> **Texte fourni**

Compte-rendu d'une catéchèse du groupe EVEN

Pierre Petit


  Le groupe EVEN, ou « École du Verbe éternel et nouveau », est constitué de jeunes adultes (et ouvert à toute nouvelle participation — message subliminal...), et animé par le père Leproux. Nous nous réunissons tous les lundis soirs, à 20h30, au 1 rue Saint-Étienne-du-Mont, pour deux ans de catéchèses en vue des JMJ de 2008 à Sydney.   

Prise de conscience du péché



«Ce que ces gens-là font en cachette, on a honte d'en parler. Mais quand ces choses-là sont démasquées, leur réalité apparaît grâce à la lumière, et tout ce qui apparaît ainsi devient lumière.»1

Voilà comment Paul parle des profondeurs de mon âme. Je suis irrémédiablement pécheur et je suis constamment appelé à mourir au péché, tâche ô combien difficile. Mais quelle joie aussi d'être transfiguré ! À chaque fois que mon âme se laisse illuminer de l'amour du Christ, s'opère en elle une pâque, un passage, des ténèbres de sa misère à la lumière de la Vérité.

Qu'est-ce qu'un enfant de lumière ? C'est un homme libre, non dans le sens où il ne pécherait plus — ce serait bien illusoire —, mais dans le sens où il reconnaît ses péchés et peut en parler. Et cette libération se poursuit dans une action de grâce de plus en plus forte. Je dois être capable de dire avec sainte Thérèse de l'Enfant Jésus : «Tout est grâce.»

> **Liste**

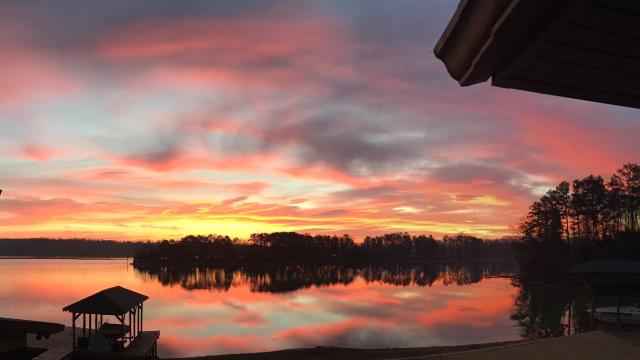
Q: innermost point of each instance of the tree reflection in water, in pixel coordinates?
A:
(550, 310)
(285, 278)
(539, 310)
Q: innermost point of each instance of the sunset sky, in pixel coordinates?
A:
(157, 119)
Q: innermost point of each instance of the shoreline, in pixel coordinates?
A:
(335, 353)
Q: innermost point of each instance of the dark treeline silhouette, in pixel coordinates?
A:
(288, 277)
(550, 310)
(591, 218)
(303, 248)
(42, 247)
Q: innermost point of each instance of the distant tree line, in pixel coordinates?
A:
(278, 278)
(590, 218)
(81, 248)
(295, 247)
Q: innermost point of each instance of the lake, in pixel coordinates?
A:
(205, 310)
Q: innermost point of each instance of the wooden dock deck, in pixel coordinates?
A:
(59, 346)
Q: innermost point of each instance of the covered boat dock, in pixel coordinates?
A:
(123, 338)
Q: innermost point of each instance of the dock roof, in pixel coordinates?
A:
(113, 301)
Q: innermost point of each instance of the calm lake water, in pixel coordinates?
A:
(212, 311)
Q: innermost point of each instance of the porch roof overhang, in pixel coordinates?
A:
(580, 49)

> **Consigne**
D'après le texte fourni, quel jour et à quelle heure le groupe EVEN se réunit-il ?

> **Réponse**
Tous les lundis soirs, à 20h30.